* Requirement
Emit only the lines from the line containing "the arched doorway?" through the last line of the entries, unchanged.

* Task inputs

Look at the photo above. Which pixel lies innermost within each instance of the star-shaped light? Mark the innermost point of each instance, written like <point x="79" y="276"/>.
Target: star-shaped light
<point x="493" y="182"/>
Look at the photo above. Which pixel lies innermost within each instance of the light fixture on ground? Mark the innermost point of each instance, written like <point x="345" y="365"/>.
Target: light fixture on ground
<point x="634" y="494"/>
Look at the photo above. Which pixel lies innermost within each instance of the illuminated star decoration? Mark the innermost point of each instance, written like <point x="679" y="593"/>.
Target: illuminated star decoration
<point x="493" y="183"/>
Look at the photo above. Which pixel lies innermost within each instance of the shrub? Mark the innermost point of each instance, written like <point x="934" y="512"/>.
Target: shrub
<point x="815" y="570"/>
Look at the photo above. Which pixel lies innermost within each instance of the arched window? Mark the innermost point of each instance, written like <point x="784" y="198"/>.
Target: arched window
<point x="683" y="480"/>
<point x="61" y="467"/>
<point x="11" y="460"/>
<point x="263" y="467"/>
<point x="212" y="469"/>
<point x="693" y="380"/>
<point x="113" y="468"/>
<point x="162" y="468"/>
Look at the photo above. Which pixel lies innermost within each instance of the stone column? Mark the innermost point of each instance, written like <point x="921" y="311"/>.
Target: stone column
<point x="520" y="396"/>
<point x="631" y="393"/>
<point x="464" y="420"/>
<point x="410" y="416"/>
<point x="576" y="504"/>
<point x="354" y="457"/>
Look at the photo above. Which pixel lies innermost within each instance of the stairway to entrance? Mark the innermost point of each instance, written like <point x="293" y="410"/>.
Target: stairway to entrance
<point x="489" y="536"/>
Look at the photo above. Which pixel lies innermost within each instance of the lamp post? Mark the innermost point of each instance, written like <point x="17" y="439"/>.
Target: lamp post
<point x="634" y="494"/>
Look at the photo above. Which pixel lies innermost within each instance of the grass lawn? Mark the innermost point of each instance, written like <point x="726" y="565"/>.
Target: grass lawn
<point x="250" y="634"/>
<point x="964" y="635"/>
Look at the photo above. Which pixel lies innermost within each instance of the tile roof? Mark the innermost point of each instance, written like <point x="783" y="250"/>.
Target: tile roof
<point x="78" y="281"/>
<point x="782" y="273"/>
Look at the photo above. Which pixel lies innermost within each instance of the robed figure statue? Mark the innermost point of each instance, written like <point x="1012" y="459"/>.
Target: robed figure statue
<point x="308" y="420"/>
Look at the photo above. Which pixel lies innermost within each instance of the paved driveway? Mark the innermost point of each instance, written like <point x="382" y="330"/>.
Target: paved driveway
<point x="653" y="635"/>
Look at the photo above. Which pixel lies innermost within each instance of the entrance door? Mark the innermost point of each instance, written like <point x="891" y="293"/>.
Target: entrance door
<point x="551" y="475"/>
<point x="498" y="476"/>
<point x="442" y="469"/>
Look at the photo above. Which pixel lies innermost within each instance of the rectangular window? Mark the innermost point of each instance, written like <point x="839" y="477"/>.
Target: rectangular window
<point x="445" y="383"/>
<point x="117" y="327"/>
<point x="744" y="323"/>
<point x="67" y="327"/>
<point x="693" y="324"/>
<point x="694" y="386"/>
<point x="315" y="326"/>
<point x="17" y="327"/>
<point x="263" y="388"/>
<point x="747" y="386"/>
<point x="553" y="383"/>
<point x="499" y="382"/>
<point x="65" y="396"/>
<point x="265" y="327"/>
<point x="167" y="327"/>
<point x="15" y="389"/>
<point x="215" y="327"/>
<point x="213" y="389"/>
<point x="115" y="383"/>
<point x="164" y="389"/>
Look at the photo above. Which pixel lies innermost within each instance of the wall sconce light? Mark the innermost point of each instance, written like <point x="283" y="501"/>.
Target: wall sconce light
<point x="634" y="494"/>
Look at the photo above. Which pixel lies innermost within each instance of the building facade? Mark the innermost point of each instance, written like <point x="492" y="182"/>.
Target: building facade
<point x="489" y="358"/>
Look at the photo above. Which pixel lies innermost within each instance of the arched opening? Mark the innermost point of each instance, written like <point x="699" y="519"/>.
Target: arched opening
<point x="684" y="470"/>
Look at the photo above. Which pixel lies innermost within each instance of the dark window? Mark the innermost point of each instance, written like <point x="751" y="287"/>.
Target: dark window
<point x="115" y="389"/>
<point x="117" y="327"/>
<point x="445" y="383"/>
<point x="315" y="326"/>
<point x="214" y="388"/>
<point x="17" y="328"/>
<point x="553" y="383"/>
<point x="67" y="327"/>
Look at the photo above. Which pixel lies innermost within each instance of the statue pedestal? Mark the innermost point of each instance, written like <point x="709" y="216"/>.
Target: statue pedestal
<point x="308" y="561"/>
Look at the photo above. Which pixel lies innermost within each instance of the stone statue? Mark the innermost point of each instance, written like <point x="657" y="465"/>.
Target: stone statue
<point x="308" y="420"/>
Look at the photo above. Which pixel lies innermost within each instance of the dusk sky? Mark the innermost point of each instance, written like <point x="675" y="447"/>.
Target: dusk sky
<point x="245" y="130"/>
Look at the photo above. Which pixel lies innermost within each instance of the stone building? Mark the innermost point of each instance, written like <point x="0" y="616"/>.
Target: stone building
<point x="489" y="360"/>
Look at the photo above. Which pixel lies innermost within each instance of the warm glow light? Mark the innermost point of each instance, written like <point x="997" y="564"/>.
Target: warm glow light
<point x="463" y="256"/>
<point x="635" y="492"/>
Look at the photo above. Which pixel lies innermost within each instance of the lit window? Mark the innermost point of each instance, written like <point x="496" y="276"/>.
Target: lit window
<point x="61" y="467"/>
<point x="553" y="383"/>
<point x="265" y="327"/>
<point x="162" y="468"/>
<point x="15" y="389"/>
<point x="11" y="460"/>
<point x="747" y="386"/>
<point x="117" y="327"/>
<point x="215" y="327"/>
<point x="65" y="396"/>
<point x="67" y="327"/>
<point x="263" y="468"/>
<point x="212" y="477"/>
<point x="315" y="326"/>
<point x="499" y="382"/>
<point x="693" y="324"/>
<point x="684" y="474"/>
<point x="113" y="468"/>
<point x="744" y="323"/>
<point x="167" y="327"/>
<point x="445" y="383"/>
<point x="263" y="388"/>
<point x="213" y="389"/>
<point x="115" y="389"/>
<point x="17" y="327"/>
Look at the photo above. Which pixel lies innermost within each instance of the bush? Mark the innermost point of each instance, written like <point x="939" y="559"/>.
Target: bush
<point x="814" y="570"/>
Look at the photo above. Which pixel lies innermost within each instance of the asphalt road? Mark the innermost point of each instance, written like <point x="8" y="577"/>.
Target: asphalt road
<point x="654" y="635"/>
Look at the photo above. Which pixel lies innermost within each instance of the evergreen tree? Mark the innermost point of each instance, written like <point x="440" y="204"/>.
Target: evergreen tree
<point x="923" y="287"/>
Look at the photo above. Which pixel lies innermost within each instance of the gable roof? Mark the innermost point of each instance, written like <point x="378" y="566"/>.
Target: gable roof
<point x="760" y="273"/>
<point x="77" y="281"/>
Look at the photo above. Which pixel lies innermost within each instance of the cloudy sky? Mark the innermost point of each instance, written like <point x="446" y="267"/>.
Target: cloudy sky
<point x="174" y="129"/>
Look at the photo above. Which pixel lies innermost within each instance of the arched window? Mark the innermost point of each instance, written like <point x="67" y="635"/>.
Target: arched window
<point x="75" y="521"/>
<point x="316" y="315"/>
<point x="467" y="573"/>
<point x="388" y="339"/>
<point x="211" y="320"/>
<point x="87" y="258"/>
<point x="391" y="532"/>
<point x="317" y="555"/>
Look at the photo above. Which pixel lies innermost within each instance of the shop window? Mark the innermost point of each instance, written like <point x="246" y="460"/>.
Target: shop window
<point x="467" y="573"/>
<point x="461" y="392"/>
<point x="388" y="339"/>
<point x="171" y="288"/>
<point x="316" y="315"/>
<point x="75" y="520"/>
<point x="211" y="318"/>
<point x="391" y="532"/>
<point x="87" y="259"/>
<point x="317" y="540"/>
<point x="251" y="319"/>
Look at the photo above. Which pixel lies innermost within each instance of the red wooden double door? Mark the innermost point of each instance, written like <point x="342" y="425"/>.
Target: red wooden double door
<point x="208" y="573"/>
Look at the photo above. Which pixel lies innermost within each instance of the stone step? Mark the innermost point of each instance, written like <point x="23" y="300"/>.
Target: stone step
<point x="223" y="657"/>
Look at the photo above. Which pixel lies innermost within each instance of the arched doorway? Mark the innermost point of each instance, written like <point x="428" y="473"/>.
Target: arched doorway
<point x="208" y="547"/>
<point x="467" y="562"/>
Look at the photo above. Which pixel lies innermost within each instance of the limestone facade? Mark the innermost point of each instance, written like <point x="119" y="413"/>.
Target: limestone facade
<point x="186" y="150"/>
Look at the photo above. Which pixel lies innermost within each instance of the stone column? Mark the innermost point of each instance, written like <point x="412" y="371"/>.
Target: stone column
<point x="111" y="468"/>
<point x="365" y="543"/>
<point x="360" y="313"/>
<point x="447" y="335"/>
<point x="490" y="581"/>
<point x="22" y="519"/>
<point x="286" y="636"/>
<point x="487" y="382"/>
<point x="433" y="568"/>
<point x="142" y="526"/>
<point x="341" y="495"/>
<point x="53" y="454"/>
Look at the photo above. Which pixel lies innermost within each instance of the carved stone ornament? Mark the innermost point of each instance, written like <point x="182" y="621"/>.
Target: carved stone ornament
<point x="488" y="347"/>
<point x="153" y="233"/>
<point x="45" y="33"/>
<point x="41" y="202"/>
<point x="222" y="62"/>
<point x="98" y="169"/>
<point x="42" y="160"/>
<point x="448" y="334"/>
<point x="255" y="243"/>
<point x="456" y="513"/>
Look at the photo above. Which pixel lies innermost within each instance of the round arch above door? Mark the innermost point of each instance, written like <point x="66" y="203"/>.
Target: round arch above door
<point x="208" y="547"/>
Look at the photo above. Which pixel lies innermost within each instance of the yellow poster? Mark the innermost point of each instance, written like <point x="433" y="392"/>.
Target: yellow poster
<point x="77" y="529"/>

* Solution to the exercise
Look at the photo above. Which pixel lies innermost within each instance of the arched doorway? Mark the innermost point of each instance, written like <point x="428" y="473"/>.
Target: arched doorway
<point x="208" y="547"/>
<point x="467" y="562"/>
Look at the photo above. Which pixel lies innermost within each instance of the limestone facade? Mark the innermost point of each instance, written like <point x="119" y="413"/>.
Target: limestone facade
<point x="186" y="150"/>
Look at the photo above. Which pixel lies innermost within each instance of the stone column? Mark the innermost point of each instance, written like <point x="412" y="371"/>.
Target: stone column
<point x="111" y="468"/>
<point x="365" y="543"/>
<point x="360" y="313"/>
<point x="447" y="335"/>
<point x="490" y="581"/>
<point x="22" y="519"/>
<point x="286" y="636"/>
<point x="487" y="382"/>
<point x="433" y="568"/>
<point x="142" y="526"/>
<point x="341" y="495"/>
<point x="53" y="454"/>
Look at the photo above. Which pixel lies innermost within each instance of the carved stone ornament? Mark the innermost point of each instance, written like <point x="182" y="621"/>.
Target: carved stone ornament
<point x="488" y="347"/>
<point x="153" y="233"/>
<point x="45" y="33"/>
<point x="41" y="202"/>
<point x="222" y="62"/>
<point x="98" y="169"/>
<point x="42" y="160"/>
<point x="448" y="334"/>
<point x="255" y="243"/>
<point x="456" y="513"/>
Look at the photo above. Which pixel lies innermost within each instance of the round arch above door? Mark the innermost point of each instance, written like <point x="66" y="203"/>.
Target: round arch above door
<point x="208" y="547"/>
Look at the photo above. Which pixel lies innermost within each instance of the yellow poster? Mark the innermost point of each instance, written like <point x="433" y="392"/>.
Target: yellow poster
<point x="77" y="529"/>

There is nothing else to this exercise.